▶ INSTRUCTIONS FOR THE TASK
Make an exact copy of the records that follow, with each picture omitted.

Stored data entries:
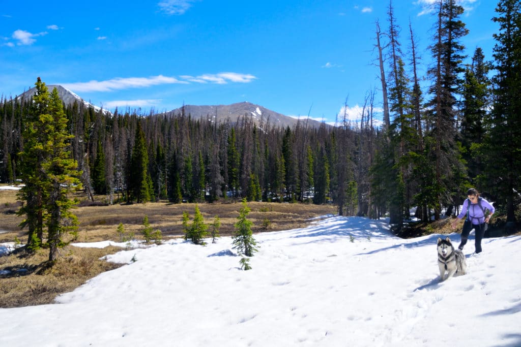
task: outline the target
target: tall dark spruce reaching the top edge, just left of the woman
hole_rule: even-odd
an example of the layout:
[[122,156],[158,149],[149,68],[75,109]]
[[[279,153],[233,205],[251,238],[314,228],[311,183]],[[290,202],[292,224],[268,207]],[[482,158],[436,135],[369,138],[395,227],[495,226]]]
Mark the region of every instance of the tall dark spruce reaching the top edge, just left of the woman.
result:
[[459,18],[463,7],[456,0],[439,0],[437,3],[435,43],[431,45],[434,65],[429,70],[432,95],[428,106],[431,114],[431,133],[434,146],[430,158],[435,163],[436,179],[431,191],[431,205],[435,207],[435,219],[439,220],[441,205],[451,204],[462,182],[456,180],[455,172],[462,172],[459,148],[456,146],[455,120],[456,96],[461,94],[464,72],[464,46],[459,41],[468,33]]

▶ EXERCISE RESULT
task: outline the target
target: tall dark spruce reaching the top edge, just left of the woman
hole_rule: even-odd
an example of the layout:
[[122,156],[158,149],[149,68],[75,109]]
[[[279,153],[233,205],[251,238],[314,228],[311,183]],[[290,202],[292,224],[268,207]],[[482,158],[436,135],[369,138],[395,227],[495,226]]]
Mark the region of every instance of the tall dark spruce reaching the top edge, just left of the woman.
result:
[[459,18],[463,7],[456,0],[439,0],[437,3],[435,43],[431,45],[434,65],[429,70],[432,95],[428,106],[431,114],[431,133],[434,146],[430,158],[435,163],[436,179],[431,191],[431,205],[435,207],[435,219],[439,220],[441,205],[451,204],[462,182],[456,180],[455,172],[462,172],[459,148],[456,146],[455,120],[456,96],[461,94],[464,72],[464,46],[459,41],[468,33]]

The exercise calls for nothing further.